TASK STATEMENT:
With the line containing "Tag every instance of the person at" as the first line and the last line of the records as the final one, reproduce that range exactly.

DATA SUPPLIED:
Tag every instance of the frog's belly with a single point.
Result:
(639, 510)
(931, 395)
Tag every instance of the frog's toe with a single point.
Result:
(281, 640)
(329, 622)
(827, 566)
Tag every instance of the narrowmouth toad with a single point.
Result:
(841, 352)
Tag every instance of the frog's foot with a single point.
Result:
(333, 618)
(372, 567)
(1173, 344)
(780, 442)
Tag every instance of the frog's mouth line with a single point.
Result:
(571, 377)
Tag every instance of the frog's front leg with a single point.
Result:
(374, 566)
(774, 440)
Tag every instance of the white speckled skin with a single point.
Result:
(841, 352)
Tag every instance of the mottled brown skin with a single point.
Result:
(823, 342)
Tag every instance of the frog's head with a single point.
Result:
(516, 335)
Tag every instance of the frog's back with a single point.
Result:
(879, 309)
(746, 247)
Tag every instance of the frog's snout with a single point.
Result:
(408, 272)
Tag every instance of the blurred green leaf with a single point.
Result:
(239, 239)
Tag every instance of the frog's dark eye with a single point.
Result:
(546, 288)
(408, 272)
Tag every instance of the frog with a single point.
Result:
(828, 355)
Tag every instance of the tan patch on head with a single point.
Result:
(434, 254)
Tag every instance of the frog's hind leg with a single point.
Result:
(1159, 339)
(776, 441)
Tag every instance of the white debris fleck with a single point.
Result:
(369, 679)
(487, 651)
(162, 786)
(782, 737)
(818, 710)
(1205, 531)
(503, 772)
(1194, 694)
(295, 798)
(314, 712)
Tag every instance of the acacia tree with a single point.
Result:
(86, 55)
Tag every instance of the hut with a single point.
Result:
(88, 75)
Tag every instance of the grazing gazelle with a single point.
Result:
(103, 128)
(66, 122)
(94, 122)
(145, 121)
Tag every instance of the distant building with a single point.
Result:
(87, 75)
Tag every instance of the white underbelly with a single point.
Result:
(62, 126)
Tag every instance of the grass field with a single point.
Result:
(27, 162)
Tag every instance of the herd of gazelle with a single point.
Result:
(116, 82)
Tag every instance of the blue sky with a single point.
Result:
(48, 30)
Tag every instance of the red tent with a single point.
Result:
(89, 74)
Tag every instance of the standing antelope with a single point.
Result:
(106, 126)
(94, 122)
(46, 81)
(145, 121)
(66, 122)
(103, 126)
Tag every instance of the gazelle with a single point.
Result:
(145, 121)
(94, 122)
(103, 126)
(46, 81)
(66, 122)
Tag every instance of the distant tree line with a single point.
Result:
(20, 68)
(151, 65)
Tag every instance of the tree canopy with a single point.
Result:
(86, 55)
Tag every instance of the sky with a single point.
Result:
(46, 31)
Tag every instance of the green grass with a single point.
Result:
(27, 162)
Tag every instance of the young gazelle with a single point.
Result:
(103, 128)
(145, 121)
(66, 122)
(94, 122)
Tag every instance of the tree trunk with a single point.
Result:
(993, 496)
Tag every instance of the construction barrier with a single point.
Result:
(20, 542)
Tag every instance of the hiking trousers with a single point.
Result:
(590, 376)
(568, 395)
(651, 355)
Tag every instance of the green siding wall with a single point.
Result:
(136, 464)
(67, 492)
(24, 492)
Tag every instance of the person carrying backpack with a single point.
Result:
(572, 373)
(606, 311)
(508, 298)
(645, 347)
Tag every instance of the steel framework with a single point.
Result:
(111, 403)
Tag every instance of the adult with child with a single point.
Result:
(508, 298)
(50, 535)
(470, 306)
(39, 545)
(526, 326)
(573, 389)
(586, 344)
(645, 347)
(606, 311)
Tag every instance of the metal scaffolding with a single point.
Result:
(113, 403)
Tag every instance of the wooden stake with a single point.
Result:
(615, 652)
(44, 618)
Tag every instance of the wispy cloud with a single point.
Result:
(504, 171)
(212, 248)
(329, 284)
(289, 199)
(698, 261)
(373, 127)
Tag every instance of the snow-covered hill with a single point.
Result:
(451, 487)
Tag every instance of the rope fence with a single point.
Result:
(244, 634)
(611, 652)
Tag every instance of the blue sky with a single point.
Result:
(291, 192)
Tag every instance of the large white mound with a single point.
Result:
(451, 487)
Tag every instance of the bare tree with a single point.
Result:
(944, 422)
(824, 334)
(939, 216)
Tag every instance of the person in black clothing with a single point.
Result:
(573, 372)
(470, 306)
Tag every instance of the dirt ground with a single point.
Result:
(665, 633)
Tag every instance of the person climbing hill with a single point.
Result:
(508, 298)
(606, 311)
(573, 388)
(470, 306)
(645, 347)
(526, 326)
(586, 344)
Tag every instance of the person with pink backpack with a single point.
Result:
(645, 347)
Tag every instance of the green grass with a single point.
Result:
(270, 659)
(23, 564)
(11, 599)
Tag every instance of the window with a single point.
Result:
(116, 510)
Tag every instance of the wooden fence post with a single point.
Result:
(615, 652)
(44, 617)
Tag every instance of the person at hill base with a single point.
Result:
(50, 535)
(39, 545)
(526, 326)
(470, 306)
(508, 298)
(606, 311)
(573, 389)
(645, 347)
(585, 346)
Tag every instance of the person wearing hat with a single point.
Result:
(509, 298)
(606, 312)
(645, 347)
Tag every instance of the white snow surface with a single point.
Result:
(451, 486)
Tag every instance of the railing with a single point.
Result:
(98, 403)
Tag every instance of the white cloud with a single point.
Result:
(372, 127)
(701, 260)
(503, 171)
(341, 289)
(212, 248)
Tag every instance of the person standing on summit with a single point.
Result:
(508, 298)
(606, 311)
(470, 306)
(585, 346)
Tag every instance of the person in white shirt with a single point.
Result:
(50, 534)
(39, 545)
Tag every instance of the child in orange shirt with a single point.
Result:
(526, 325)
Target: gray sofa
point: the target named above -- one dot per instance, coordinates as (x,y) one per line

COMPLETE ANSWER:
Tag every instance of the person at hill base with a single point.
Result:
(50, 535)
(39, 545)
(526, 326)
(470, 306)
(508, 298)
(606, 311)
(573, 389)
(645, 347)
(585, 346)
Tag every instance of the person wearing hat with a single point.
Result:
(509, 298)
(606, 312)
(645, 347)
Tag every instance of the white snow surface with a single point.
Result:
(451, 486)
Tag every instance of the railing with a single point.
Result:
(98, 403)
Tag every instance of the white cloud with a single point.
Result:
(372, 127)
(701, 260)
(503, 171)
(341, 289)
(212, 248)
Tag every instance of the person standing on summit with a single point.
Result:
(508, 298)
(606, 311)
(470, 306)
(585, 346)
Tag every instance of the person in white shirt with a single point.
Result:
(50, 534)
(39, 545)
Tag every instance of the child in orange shirt with a single point.
Result:
(526, 325)
Target: gray sofa
point: the target named above -- one dot per instance, coordinates as (x,y) one per line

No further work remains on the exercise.